Brano proposto.

Charles
de Jacques
Tristan Tzara, una
biografia
Diciamocelo: ci voleva! Di fatto quello che abbiamo appreso della
vicenda di Tristan Tzara lo abbiamo appreso nelle antologie, nelle prefazioni, nelle
storie di Dada e del Surrealismo, negli schizzi di storia delle idee, nelle
monografie su Breton o altri, e dunque principalmente in materiali spesso indiretti,
anche se più o meno solleciti e abbondanti. Mancava, e quasi non ce ne eravamo
accorti - tanto per dire come si diano per scontate e “già avvenute” troppe
cose - una vera, ampia, documentata,
attendibile e appetitosa ricerca biografica. Ora c’è. Se ne è occupato François
Buot, già autore di un volume consacrato a Crevel (1991) dallo stesso editore,
Grasset, che oggi pubblica questo Tristan Tzara, l’homme qui inventa la
Révolution Dada (2002).

Consegna.
Elenca tutti i tipi di materiali in cui, secondo il brano, si è appreso finora della vicenda di Tristan Tzara. I record costituiscono materiale distinto dal brano.

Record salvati
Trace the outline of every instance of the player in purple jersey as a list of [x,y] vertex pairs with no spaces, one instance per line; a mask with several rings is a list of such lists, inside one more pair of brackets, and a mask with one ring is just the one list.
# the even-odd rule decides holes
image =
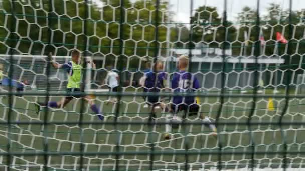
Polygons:
[[[197,79],[192,74],[186,71],[189,64],[188,57],[182,56],[178,58],[178,68],[179,72],[175,73],[172,80],[171,88],[174,92],[195,92],[200,88],[199,82]],[[198,116],[199,112],[200,106],[196,104],[194,96],[176,96],[173,98],[173,104],[171,106],[173,112],[173,118],[177,117],[177,114],[180,111],[183,111],[184,114],[183,119],[185,119],[188,116]],[[204,118],[203,116],[200,116],[202,122],[205,123],[210,123],[211,120],[208,117]],[[170,122],[169,118],[167,117],[167,120]],[[206,126],[213,131],[213,134],[216,135],[216,127],[212,124],[206,124]],[[171,126],[166,124],[165,139],[170,139],[171,137],[168,134],[170,132]]]
[[[167,74],[165,72],[162,72],[163,70],[163,64],[162,62],[158,62],[155,64],[156,72],[148,72],[145,74],[143,77],[142,86],[147,90],[149,92],[159,92],[161,90],[167,88],[166,80],[167,80]],[[157,80],[156,78],[157,77]],[[156,84],[156,85],[155,85]],[[166,112],[168,112],[168,110],[165,107],[165,105],[162,102],[162,97],[159,96],[149,96],[147,98],[148,104],[152,108],[153,113],[155,114],[155,109],[156,107],[159,106],[162,109],[165,109]],[[154,114],[154,118],[156,118]]]

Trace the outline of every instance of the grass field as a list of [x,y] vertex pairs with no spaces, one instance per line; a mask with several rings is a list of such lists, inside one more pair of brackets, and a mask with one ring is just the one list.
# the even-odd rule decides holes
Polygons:
[[[58,98],[52,98],[57,100]],[[97,104],[101,105],[102,110],[107,116],[104,122],[113,122],[116,106],[103,104],[105,98],[98,98]],[[43,120],[45,114],[35,114],[33,102],[43,98],[33,97],[14,97],[13,110],[11,114],[12,120],[22,122]],[[206,116],[215,118],[219,105],[217,98],[202,98],[201,112]],[[148,122],[150,110],[143,108],[143,100],[140,97],[123,97],[119,109],[120,121]],[[252,121],[273,122],[277,122],[280,118],[284,104],[284,99],[273,100],[274,110],[267,108],[268,99],[258,98],[255,110],[252,117]],[[246,98],[228,98],[221,111],[220,120],[231,122],[245,122],[248,120],[251,112],[252,99]],[[79,119],[80,100],[74,100],[63,109],[50,110],[48,120],[52,122],[77,122]],[[284,115],[285,121],[304,121],[305,102],[301,100],[291,99],[287,112]],[[0,98],[0,118],[7,121],[8,118],[8,98]],[[164,121],[164,114],[157,114],[157,122]],[[98,118],[88,108],[83,114],[84,121],[98,121]],[[195,117],[189,118],[188,122],[198,122]],[[0,128],[0,149],[7,151],[8,143],[8,126]],[[150,128],[147,125],[120,125],[115,130],[115,126],[83,125],[83,142],[85,152],[113,152],[113,155],[104,156],[84,156],[84,168],[88,170],[113,170],[115,168],[116,157],[119,158],[119,168],[125,170],[147,170],[150,164],[149,155],[117,156],[115,152],[175,152],[188,150],[191,152],[252,152],[252,142],[256,152],[278,152],[284,150],[285,143],[288,152],[305,150],[305,133],[303,126],[254,126],[251,132],[244,126],[220,126],[218,128],[218,140],[210,136],[209,130],[202,126],[192,125],[180,126],[173,130],[173,138],[164,140],[164,126],[155,126],[153,131],[148,132]],[[48,148],[50,152],[78,152],[80,150],[81,130],[77,125],[51,125],[45,128],[40,125],[13,125],[11,128],[11,150],[14,152],[42,152],[44,150],[44,136],[48,137]],[[151,148],[153,142],[154,148]],[[117,144],[119,148],[116,148]],[[186,146],[187,144],[187,146]],[[219,147],[222,148],[219,149]],[[283,164],[283,156],[268,153],[253,156],[255,166],[257,168],[280,168]],[[154,170],[165,168],[178,170],[184,168],[186,158],[190,167],[193,170],[216,168],[219,158],[218,155],[192,154],[189,156],[173,154],[154,156]],[[13,168],[24,170],[27,167],[30,170],[40,170],[43,164],[42,156],[14,156],[11,160]],[[251,155],[228,154],[221,156],[224,169],[236,169],[249,166]],[[305,168],[303,154],[287,155],[287,166],[289,168]],[[0,157],[0,163],[6,164],[6,156]],[[77,170],[80,157],[72,156],[52,156],[48,158],[50,170]],[[1,167],[0,167],[1,168]],[[51,168],[52,168],[52,170]]]

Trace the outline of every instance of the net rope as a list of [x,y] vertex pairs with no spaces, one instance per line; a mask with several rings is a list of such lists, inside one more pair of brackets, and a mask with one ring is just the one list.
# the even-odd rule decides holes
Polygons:
[[[0,168],[303,168],[304,10],[286,1],[267,9],[253,1],[256,7],[235,20],[230,0],[214,6],[188,0],[190,20],[182,22],[174,19],[180,12],[173,0],[0,0]],[[36,114],[35,104],[67,95],[67,73],[52,67],[48,54],[62,64],[74,50],[83,61],[84,91],[77,94],[94,96],[103,121],[84,100]],[[198,91],[143,92],[139,80],[148,70],[156,74],[157,62],[171,88],[180,55],[189,57]],[[117,92],[105,81],[113,69]],[[168,106],[177,96],[200,102],[198,116],[172,128],[170,140],[164,136],[171,113],[157,110],[155,121],[152,108],[144,108],[142,97],[156,94]],[[216,138],[201,114],[216,124]]]

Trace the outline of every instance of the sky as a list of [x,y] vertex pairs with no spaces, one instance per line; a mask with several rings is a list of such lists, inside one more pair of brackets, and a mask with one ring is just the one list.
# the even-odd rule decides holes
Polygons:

Soluzione.
- antologie
- prefazioni
- storie di Dada e del Surrealismo
- schizzi di storia delle idee
- monografie su Breton o altri